Werkopdracht:
Klopt elke bewering hieronder met de leestekst? Antwoord per bewering met ja of nee en citeer letterlijk de woorden uit de leestekst die de doorslag geven.
(a) Volgens de leestekst sterven we tegenwoordig vooral door infecties.
(b) De leestekst zegt dat we langer leven dan ooit.
(c) Volgens de leestekst voelt goddelijkheid heel bijzonder.

Leestekst:
We zijn allemaal goden

We zijn allemaal goden.
De wereld ligt aan onze voeten. Alles wat we willen is slechts een klik verwijderd. Een oceaan aan mogelijkheden waarvan koningen en farao's niet eens konden dromen.
We leven langer dan ooit. Als we toch ongezond zijn of vroeg sterven, is dat niet meer het gevolg van de wrede natuur. Niet infecties vellen ons, niet baby's die door een te klein kanaal geperst moeten worden, maar wijzelf. Teveel gedaan, teveel gegeten, teveel gerookt.
Ondanks die oceaan aan mogelijkheden zijn we ongelukkig en verveeld, zegt het cliché. Of is het net door die overvloed?
Alles kan, alles is een optie, dus alles is optioneel. Whatever.
Niets doet er nog toe. Niet echt.
We zijn eindelijk goden en staan verbaasd te kijken naar onszelf. We hebben alles wat we wilden, en wat blijkt? Goddelijkheid voelt maar gewoontjes.
We hadden het moeten zien aankomen.

Aangeleverde gegevens:
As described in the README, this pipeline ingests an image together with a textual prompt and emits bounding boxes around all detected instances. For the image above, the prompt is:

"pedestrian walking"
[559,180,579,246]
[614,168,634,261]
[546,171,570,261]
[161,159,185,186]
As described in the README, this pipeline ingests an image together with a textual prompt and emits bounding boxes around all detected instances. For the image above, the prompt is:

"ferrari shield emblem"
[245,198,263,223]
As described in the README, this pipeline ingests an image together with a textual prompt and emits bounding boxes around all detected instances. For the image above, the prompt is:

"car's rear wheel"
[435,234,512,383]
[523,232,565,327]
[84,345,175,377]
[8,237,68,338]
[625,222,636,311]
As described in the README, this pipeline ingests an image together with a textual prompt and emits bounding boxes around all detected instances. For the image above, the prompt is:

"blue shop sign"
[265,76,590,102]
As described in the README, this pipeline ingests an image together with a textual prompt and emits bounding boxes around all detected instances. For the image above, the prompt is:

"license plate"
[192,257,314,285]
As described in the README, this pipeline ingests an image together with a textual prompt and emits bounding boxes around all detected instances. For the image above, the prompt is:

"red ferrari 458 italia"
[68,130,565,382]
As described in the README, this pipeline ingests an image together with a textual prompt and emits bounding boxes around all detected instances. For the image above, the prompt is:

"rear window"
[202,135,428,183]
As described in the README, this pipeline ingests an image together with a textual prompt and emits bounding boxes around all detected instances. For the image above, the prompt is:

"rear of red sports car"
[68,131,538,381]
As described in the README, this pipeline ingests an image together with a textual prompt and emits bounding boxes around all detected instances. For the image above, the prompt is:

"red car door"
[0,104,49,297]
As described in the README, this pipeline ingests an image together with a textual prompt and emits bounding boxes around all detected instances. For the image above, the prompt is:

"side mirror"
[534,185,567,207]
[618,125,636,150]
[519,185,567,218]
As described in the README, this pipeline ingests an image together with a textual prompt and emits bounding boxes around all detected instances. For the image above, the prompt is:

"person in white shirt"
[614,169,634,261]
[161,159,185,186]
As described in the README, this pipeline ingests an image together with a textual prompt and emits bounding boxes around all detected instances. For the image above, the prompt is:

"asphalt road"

Uitwerking:
(a) Nee: "Niet infecties vellen ons, niet baby's die door een te klein kanaal geperst moeten worden, maar wijzelf."
(b) Ja: "We leven langer dan ooit."
(c) Nee: "Goddelijkheid voelt maar gewoontjes."